━━ DONNÉES FOURNIES ━━

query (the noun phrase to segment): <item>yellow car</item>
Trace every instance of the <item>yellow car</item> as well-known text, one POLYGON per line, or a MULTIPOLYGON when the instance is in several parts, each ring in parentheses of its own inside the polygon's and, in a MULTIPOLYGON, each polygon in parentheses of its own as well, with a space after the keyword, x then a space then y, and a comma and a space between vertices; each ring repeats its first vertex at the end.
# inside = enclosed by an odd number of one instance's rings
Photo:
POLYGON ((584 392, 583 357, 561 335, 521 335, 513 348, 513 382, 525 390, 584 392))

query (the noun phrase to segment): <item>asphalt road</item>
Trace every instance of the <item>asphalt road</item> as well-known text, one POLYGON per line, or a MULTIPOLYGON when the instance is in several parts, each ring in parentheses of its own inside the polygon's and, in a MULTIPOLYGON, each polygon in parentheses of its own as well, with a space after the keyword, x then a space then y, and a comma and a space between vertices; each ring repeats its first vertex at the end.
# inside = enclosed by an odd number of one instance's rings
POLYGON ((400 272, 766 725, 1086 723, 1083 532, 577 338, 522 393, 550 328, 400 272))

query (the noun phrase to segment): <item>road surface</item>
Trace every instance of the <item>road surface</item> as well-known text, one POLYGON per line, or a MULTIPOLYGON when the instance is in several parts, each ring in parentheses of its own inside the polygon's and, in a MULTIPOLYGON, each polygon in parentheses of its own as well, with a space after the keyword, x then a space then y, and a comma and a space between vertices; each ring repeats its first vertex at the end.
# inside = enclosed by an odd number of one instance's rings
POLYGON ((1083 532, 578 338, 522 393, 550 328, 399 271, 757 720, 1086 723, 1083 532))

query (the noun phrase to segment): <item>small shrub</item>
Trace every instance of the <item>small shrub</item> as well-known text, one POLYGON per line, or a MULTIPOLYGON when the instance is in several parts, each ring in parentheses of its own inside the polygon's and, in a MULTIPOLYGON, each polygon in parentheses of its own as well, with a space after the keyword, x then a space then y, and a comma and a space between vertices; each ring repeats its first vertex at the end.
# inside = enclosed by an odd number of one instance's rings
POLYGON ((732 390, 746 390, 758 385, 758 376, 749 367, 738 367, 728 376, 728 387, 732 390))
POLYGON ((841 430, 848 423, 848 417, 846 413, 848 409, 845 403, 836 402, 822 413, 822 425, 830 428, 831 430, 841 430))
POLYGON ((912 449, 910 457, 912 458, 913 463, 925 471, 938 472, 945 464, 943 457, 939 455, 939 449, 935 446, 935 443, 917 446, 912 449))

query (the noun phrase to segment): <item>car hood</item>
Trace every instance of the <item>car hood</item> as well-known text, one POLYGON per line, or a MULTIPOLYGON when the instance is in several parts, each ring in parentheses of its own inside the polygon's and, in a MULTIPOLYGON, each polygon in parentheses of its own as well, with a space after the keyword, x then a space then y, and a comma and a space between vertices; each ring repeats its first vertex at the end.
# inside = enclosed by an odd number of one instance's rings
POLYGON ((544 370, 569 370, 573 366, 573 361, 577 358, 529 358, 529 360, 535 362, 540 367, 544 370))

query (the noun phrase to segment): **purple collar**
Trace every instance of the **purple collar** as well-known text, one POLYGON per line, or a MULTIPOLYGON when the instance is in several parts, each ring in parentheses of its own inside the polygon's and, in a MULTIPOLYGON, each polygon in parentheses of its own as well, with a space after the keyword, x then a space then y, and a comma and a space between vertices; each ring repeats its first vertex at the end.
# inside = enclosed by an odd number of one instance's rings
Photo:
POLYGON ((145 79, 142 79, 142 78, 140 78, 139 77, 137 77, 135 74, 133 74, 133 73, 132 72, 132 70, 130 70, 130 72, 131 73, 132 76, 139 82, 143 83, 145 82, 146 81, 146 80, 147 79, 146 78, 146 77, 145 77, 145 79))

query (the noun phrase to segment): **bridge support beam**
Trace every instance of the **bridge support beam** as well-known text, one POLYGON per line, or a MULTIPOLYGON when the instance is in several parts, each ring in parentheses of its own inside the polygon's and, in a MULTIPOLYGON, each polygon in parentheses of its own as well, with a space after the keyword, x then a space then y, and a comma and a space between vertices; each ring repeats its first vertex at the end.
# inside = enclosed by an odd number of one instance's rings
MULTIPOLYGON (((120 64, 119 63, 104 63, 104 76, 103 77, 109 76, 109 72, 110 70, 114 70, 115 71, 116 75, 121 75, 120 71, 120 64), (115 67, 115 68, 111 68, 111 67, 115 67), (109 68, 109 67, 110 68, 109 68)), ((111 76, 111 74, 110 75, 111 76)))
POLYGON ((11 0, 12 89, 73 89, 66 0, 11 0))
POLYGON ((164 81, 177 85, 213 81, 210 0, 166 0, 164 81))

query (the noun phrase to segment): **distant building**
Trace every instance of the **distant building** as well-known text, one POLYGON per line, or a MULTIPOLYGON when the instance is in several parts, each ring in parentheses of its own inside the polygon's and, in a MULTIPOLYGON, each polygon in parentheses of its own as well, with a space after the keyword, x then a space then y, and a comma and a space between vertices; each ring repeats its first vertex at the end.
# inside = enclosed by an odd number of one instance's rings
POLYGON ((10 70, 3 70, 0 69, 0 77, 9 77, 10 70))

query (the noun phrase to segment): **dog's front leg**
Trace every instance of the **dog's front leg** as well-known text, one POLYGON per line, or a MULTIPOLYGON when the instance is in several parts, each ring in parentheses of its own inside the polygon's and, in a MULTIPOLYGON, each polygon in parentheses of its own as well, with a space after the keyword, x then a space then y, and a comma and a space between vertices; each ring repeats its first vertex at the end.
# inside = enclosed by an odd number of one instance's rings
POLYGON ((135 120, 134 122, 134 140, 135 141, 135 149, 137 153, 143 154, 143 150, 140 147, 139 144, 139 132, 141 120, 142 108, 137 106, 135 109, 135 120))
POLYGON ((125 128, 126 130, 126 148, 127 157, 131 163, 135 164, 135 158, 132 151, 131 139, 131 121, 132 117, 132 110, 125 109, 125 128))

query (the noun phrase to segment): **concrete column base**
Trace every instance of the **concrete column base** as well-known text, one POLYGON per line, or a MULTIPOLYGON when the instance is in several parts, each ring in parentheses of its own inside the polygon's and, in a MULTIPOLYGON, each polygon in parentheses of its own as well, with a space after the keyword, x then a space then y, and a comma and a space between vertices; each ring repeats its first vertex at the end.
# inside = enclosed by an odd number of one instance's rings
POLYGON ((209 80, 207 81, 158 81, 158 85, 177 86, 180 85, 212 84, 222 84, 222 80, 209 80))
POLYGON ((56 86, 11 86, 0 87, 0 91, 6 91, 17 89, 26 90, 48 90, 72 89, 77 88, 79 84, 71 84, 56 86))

━━━

• [CONSIGNES DE L'EXERCICE]: Recopiez à l'identique chacune des lignes de tous les items ci-dessus.

• [RÉSULTAT ATTENDU]:
query (the noun phrase to segment): <item>yellow car</item>
Trace every instance of the <item>yellow car</item> as well-known text, one POLYGON per line, or a MULTIPOLYGON when the instance is in several parts, each ring in parentheses of its own inside the polygon's and, in a MULTIPOLYGON, each polygon in parentheses of its own as well, with a space after the keyword, x then a space then y, and a comma and a space between vertices; each ring repeats its first vertex at the end.
# inside = enclosed by an odd number of one instance's rings
Photo:
POLYGON ((584 392, 583 357, 561 335, 521 335, 513 348, 513 382, 525 390, 584 392))

query (the noun phrase to segment): <item>asphalt road</item>
Trace every instance of the <item>asphalt road</item> as well-known text, one POLYGON per line, or a MULTIPOLYGON when the instance is in several parts, each ring in parentheses of its own inside the polygon's and, in a MULTIPOLYGON, each polygon in parentheses of its own as well, with a space after the keyword, x then a space then y, and a comma and a space between vertices; each ring repeats its first vertex at the end.
# inside = enclosed by an odd number of one instance's rings
POLYGON ((400 272, 766 725, 1086 723, 1083 532, 577 338, 522 393, 550 328, 400 272))

query (the noun phrase to segment): <item>road surface</item>
Trace every instance of the <item>road surface</item> as well-known text, one POLYGON per line, or a MULTIPOLYGON when the instance is in several parts, each ring in parentheses of its own inside the polygon's and, in a MULTIPOLYGON, each polygon in parentheses of its own as well, with a space after the keyword, x then a space then y, and a comma and a space between vertices; each ring repeats its first vertex at the end.
# inside = enclosed by an odd number of one instance's rings
POLYGON ((1083 532, 578 338, 522 393, 550 328, 399 271, 757 720, 1086 723, 1083 532))

query (the noun phrase to segment): <item>small shrub</item>
Trace every instance of the <item>small shrub</item> as well-known text, one POLYGON per line, or a MULTIPOLYGON when the instance is in several parts, each ring in parentheses of its own inside the polygon's and, in a MULTIPOLYGON, each polygon in parentheses of its own as well, with a space after the keyword, x then a space then y, and a comma and a space between vertices; each ring repeats its first vertex at the end.
# inside = enclosed by an odd number of one instance's rings
POLYGON ((732 390, 746 390, 758 385, 758 376, 749 367, 738 367, 728 376, 728 387, 732 390))
POLYGON ((841 430, 848 423, 848 417, 846 413, 848 409, 845 403, 836 402, 822 413, 822 425, 830 428, 831 430, 841 430))
POLYGON ((912 449, 910 457, 912 458, 913 463, 925 471, 938 472, 945 464, 943 457, 939 455, 939 449, 935 446, 935 443, 917 446, 912 449))

query (the noun phrase to segment): <item>car hood</item>
Trace every instance of the <item>car hood</item> as well-known text, one POLYGON per line, or a MULTIPOLYGON when the instance is in several parts, each ring in parentheses of its own inside the polygon's and, in a MULTIPOLYGON, each polygon in parentheses of its own as well, with a space after the keyword, x then a space then y, and a comma and a space between vertices; each ring repeats its first vertex at the end.
# inside = enclosed by an odd number of one instance's rings
POLYGON ((544 370, 569 370, 573 366, 573 361, 577 358, 529 358, 529 360, 535 362, 540 367, 544 370))

query (the noun phrase to segment): **purple collar**
Trace every instance of the **purple collar** as well-known text, one POLYGON per line, or a MULTIPOLYGON when the instance is in several parts, each ring in parentheses of its own inside the polygon's and, in a MULTIPOLYGON, each polygon in parentheses of its own as well, with a space after the keyword, x then a space then y, and a comma and a space between vertices; each ring repeats its first vertex at the end.
# inside = enclosed by an odd number of one instance's rings
Photo:
POLYGON ((145 79, 142 79, 142 78, 140 78, 139 77, 137 77, 135 74, 133 74, 133 73, 132 72, 132 70, 130 70, 130 72, 131 73, 132 76, 139 82, 143 83, 145 82, 146 81, 146 80, 147 79, 146 78, 146 77, 145 77, 145 79))

query (the noun phrase to segment): **bridge support beam**
Trace every instance of the **bridge support beam** as well-known text, one POLYGON per line, or a MULTIPOLYGON when the instance is in several parts, each ring in parentheses of its own inside the polygon's and, in a MULTIPOLYGON, each polygon in parentheses of its own as well, with a space after the keyword, x then a space then y, and a comma and a space between vertices; each ring repeats its first vertex at the end.
# inside = enclosed by an odd number of one instance's rings
MULTIPOLYGON (((120 64, 119 63, 104 63, 104 76, 103 77, 109 76, 109 72, 110 70, 114 70, 115 71, 116 75, 121 75, 120 71, 120 64), (115 67, 115 68, 111 68, 111 67, 115 67), (109 68, 109 67, 110 68, 109 68)), ((111 76, 111 74, 110 75, 111 76)))
POLYGON ((11 0, 12 89, 73 89, 66 0, 11 0))
POLYGON ((164 81, 177 85, 213 81, 210 0, 166 0, 164 81))

query (the noun phrase to segment): **distant building**
Trace every instance of the **distant building** as well-known text, one POLYGON per line, or a MULTIPOLYGON when the instance is in several parts, each ring in parentheses of its own inside the polygon's and, in a MULTIPOLYGON, each polygon in parentheses of its own as well, with a space after the keyword, x then a space then y, and a comma and a space between vertices; each ring repeats its first vertex at the end.
# inside = enclosed by an odd number of one instance's rings
POLYGON ((10 70, 3 70, 0 69, 0 77, 9 77, 10 70))

query (the noun phrase to segment): **dog's front leg**
Trace every instance of the **dog's front leg** as well-known text, one POLYGON per line, or a MULTIPOLYGON when the instance is in several parts, each ring in parentheses of its own inside the polygon's and, in a MULTIPOLYGON, each polygon in parentheses of its own as well, with a space after the keyword, x then a space then y, and a comma and a space between vertices; each ring repeats its first vertex at the end.
# inside = enclosed by an odd number of one instance's rings
POLYGON ((135 120, 134 122, 134 140, 135 141, 135 149, 137 153, 143 154, 143 150, 140 147, 139 144, 139 132, 141 120, 142 108, 137 106, 135 109, 135 120))
POLYGON ((125 128, 126 130, 126 148, 127 157, 131 163, 135 164, 135 158, 132 151, 131 139, 131 121, 132 117, 132 110, 125 109, 125 128))

query (the noun phrase to segment): **concrete column base**
Trace every instance of the **concrete column base** as well-known text, one POLYGON per line, or a MULTIPOLYGON when the instance is in several parts, each ring in parentheses of its own inside the polygon's and, in a MULTIPOLYGON, each polygon in parentheses of its own as well, with a space after the keyword, x then a space then y, and a comma and a space between vertices; each ring repeats its first vertex at the end.
# inside = enclosed by an odd number of one instance's rings
POLYGON ((209 80, 207 81, 158 81, 158 85, 177 86, 180 85, 212 84, 222 84, 222 80, 209 80))
POLYGON ((56 86, 11 86, 0 87, 0 91, 6 91, 17 89, 26 90, 48 90, 72 89, 77 88, 79 84, 71 84, 56 86))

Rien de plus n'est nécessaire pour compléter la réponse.